## WHAT YOU NEED TO DO
Extract every line of the data below verbatim, omitting the pictures.
## START ROWS
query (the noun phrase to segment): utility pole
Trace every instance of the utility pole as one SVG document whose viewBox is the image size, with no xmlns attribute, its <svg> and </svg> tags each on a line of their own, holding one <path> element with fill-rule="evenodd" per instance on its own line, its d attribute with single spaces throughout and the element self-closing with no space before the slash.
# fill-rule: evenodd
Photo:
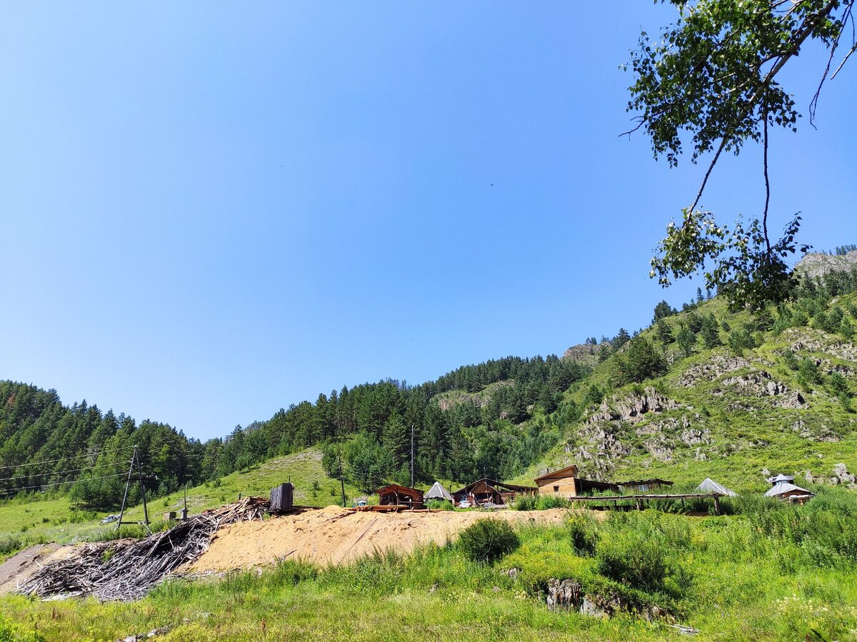
<svg viewBox="0 0 857 642">
<path fill-rule="evenodd" d="M 143 500 L 143 526 L 146 530 L 149 530 L 149 510 L 146 505 L 146 486 L 143 484 L 143 469 L 140 461 L 140 452 L 138 447 L 134 447 L 134 454 L 131 455 L 131 463 L 128 467 L 128 479 L 125 480 L 125 494 L 122 497 L 122 508 L 119 510 L 119 521 L 117 522 L 116 530 L 118 531 L 123 524 L 137 524 L 139 522 L 123 521 L 122 518 L 125 514 L 125 507 L 128 503 L 128 491 L 131 487 L 131 477 L 134 475 L 134 467 L 137 467 L 137 479 L 140 482 L 140 496 Z M 152 531 L 149 531 L 152 532 Z"/>
<path fill-rule="evenodd" d="M 345 508 L 345 480 L 342 476 L 342 453 L 339 453 L 339 485 L 342 487 L 342 508 Z"/>
</svg>

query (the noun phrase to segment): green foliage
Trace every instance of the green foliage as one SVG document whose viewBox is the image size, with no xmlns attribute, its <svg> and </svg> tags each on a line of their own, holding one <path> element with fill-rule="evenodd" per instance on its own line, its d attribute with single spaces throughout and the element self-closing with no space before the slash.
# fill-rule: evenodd
<svg viewBox="0 0 857 642">
<path fill-rule="evenodd" d="M 693 354 L 693 348 L 696 347 L 696 335 L 690 328 L 682 325 L 675 339 L 686 357 Z"/>
<path fill-rule="evenodd" d="M 568 520 L 568 534 L 574 552 L 579 556 L 592 556 L 597 541 L 596 520 L 587 514 L 578 514 Z"/>
<path fill-rule="evenodd" d="M 668 346 L 675 341 L 675 337 L 673 336 L 673 329 L 662 318 L 658 319 L 655 324 L 655 334 L 657 336 L 658 341 L 665 346 Z"/>
<path fill-rule="evenodd" d="M 0 642 L 47 642 L 47 639 L 38 631 L 16 624 L 0 614 Z"/>
<path fill-rule="evenodd" d="M 854 326 L 848 318 L 842 318 L 839 323 L 839 334 L 846 340 L 851 341 L 854 336 Z"/>
<path fill-rule="evenodd" d="M 667 317 L 672 317 L 674 314 L 678 313 L 679 311 L 667 303 L 667 301 L 661 301 L 655 306 L 655 317 L 652 318 L 652 323 L 656 324 L 661 319 L 666 318 Z"/>
<path fill-rule="evenodd" d="M 735 329 L 729 333 L 729 348 L 740 354 L 745 350 L 750 350 L 756 347 L 756 341 L 752 335 L 746 330 Z"/>
<path fill-rule="evenodd" d="M 618 363 L 623 384 L 642 383 L 667 372 L 667 360 L 663 354 L 642 336 L 632 339 L 626 354 Z"/>
<path fill-rule="evenodd" d="M 478 520 L 464 531 L 458 546 L 474 562 L 493 564 L 520 545 L 520 540 L 508 522 L 499 520 Z"/>
<path fill-rule="evenodd" d="M 798 364 L 798 374 L 800 381 L 806 386 L 812 387 L 814 383 L 821 383 L 821 373 L 818 372 L 818 366 L 815 360 L 809 357 L 804 357 Z"/>
<path fill-rule="evenodd" d="M 708 349 L 723 345 L 723 342 L 720 340 L 720 324 L 714 314 L 703 318 L 699 335 L 702 336 L 703 345 Z"/>
</svg>

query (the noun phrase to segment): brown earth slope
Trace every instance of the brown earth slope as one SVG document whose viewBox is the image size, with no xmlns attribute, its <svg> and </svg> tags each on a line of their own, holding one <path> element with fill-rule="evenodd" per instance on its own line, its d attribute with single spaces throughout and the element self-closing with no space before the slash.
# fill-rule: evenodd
## END ROWS
## WRITTEN REPLY
query (the noun phrase to segment): utility pole
Trace every instance of the utility pole as one SVG document whose viewBox is the image size, with no xmlns attribute, its <svg> and </svg> tags each on a line of their own, holding one <path> element with fill-rule="evenodd" per instance on its own line, its d attribute with single spaces throughout and the element self-closing with no space before the slash.
# fill-rule: evenodd
Photo:
<svg viewBox="0 0 857 642">
<path fill-rule="evenodd" d="M 143 500 L 143 526 L 146 530 L 149 530 L 149 510 L 146 505 L 146 486 L 143 484 L 143 469 L 140 461 L 140 452 L 138 447 L 134 447 L 134 454 L 131 455 L 131 463 L 128 467 L 128 479 L 125 480 L 125 494 L 122 497 L 122 508 L 119 510 L 119 521 L 117 522 L 116 530 L 118 531 L 123 524 L 137 524 L 139 522 L 123 521 L 122 518 L 125 514 L 125 507 L 128 503 L 128 491 L 131 487 L 131 477 L 134 475 L 134 467 L 137 467 L 137 479 L 140 482 L 140 496 Z M 152 531 L 149 531 L 152 532 Z"/>
<path fill-rule="evenodd" d="M 345 508 L 345 480 L 342 476 L 342 453 L 339 453 L 339 485 L 342 487 L 342 508 Z"/>
</svg>

query (the noun phrase to segment): green foliage
Trace every instance of the green foliage as one SVG document whose viewBox is the image size, with no xmlns attribute, its <svg> and </svg> tags each on a line of their own, holding one <path> element with fill-rule="evenodd" per instance on its own line, its d attribute with single spaces throughout and the element self-closing with no space before the slash.
# fill-rule: evenodd
<svg viewBox="0 0 857 642">
<path fill-rule="evenodd" d="M 693 354 L 693 348 L 696 347 L 696 335 L 690 328 L 682 325 L 675 339 L 686 357 Z"/>
<path fill-rule="evenodd" d="M 568 520 L 568 534 L 574 552 L 579 556 L 592 556 L 597 541 L 596 520 L 587 514 L 578 514 Z"/>
<path fill-rule="evenodd" d="M 668 346 L 675 341 L 675 337 L 673 336 L 673 329 L 662 318 L 658 319 L 655 324 L 655 334 L 657 336 L 658 341 L 665 346 Z"/>
<path fill-rule="evenodd" d="M 0 642 L 47 642 L 47 639 L 38 631 L 16 624 L 0 614 Z"/>
<path fill-rule="evenodd" d="M 854 326 L 848 318 L 842 318 L 839 323 L 839 334 L 846 340 L 851 341 L 854 336 Z"/>
<path fill-rule="evenodd" d="M 667 317 L 672 317 L 674 314 L 678 313 L 679 311 L 667 303 L 667 301 L 661 301 L 655 306 L 655 317 L 652 318 L 652 323 L 656 324 L 661 319 L 666 318 Z"/>
<path fill-rule="evenodd" d="M 735 329 L 729 333 L 729 348 L 740 354 L 745 350 L 750 350 L 756 347 L 756 341 L 752 335 L 746 330 Z"/>
<path fill-rule="evenodd" d="M 618 363 L 623 384 L 642 383 L 667 372 L 667 360 L 663 354 L 642 336 L 632 339 L 626 354 Z"/>
<path fill-rule="evenodd" d="M 478 520 L 464 531 L 458 546 L 474 562 L 493 564 L 520 545 L 520 540 L 508 522 L 499 520 Z"/>
<path fill-rule="evenodd" d="M 798 364 L 798 374 L 800 381 L 806 386 L 812 387 L 814 383 L 821 383 L 821 373 L 818 372 L 818 366 L 815 360 L 809 357 L 804 357 Z"/>
<path fill-rule="evenodd" d="M 708 349 L 723 345 L 723 342 L 720 340 L 720 324 L 714 314 L 703 318 L 699 335 L 702 336 L 703 345 Z"/>
</svg>

query (the noun phrase to segment): brown earth slope
Trace every instance of the brown earth slope as one SVG document whose viewBox is the image size, with no xmlns attribute, its <svg> and </svg> tags each on a line of their own, holding one <path> element with fill-rule="evenodd" per instance on its own line, its d attribute with single spaces throughout and the element self-closing with no space before the slash.
# fill-rule: evenodd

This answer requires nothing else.